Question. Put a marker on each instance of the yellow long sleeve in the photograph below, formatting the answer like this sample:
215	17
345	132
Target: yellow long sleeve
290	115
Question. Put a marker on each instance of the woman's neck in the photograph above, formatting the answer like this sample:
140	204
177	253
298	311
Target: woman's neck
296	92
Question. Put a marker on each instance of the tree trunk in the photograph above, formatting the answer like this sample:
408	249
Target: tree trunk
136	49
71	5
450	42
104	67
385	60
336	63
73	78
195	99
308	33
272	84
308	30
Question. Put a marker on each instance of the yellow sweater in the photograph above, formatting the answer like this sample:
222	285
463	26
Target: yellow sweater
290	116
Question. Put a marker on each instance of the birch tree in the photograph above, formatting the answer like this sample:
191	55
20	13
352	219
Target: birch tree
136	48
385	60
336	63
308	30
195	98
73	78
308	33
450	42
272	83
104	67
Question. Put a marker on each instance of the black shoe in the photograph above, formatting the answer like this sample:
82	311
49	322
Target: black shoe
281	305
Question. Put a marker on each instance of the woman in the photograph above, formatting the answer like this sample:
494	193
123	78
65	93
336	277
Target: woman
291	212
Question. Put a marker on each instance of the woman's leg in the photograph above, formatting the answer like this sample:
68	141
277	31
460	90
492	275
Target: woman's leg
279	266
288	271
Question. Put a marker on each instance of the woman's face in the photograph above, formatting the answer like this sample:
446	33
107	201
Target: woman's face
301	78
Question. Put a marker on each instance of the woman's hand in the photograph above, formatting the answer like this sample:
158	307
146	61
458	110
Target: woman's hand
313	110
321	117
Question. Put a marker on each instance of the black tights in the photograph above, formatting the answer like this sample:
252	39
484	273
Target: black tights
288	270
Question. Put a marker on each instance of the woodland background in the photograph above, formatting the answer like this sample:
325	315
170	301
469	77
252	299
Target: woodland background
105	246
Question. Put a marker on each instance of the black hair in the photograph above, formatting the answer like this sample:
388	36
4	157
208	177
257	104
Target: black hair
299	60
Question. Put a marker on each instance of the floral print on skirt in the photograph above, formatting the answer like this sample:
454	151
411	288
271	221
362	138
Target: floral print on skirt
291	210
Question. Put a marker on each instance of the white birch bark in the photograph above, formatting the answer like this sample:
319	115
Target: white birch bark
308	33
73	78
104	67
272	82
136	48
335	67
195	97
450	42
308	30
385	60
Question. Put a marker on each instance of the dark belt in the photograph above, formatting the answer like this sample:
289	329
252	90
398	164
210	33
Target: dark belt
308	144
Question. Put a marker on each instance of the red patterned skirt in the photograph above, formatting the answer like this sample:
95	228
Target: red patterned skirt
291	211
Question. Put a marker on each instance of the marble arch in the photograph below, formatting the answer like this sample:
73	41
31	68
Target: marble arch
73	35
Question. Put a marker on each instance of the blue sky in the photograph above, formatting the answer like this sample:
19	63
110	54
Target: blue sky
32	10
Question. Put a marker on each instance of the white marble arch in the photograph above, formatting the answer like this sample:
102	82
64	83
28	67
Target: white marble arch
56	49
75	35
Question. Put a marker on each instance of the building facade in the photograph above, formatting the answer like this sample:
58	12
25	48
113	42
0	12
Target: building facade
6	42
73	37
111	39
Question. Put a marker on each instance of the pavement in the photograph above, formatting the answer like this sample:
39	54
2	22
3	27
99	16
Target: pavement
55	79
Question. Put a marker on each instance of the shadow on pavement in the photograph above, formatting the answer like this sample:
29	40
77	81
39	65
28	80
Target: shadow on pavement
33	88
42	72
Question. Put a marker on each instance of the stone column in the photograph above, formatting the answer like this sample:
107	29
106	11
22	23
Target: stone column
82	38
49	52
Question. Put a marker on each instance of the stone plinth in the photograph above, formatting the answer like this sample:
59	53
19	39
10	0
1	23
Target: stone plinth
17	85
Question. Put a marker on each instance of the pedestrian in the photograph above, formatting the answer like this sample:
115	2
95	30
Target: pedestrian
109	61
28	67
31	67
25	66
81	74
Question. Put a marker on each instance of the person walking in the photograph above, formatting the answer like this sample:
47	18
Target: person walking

* _To do_: Rewrite the listing starting at the line that contains "Question. Put a marker on each instance of the stone plinth" and ending with the last line of the listing, requests included. Raise every answer coordinate by 6, and leave the requests and their format samples unchanged.

* _Result_:
Question. Put a marker on each instance of the stone plinth in the photograph above, formatting the answer like this sample:
59	53
19	39
10	0
1	23
Target: stone plinth
23	91
Question. Put a marker on each instance of the pedestrian in the photograph above, formatting the answer like this sample:
115	2
95	30
Target: pedestrian
115	67
34	73
37	73
31	72
87	80
Question. Put a marker on each instance of the person walking in the photograph above, formatting the answer like this sample:
47	18
Target: person walking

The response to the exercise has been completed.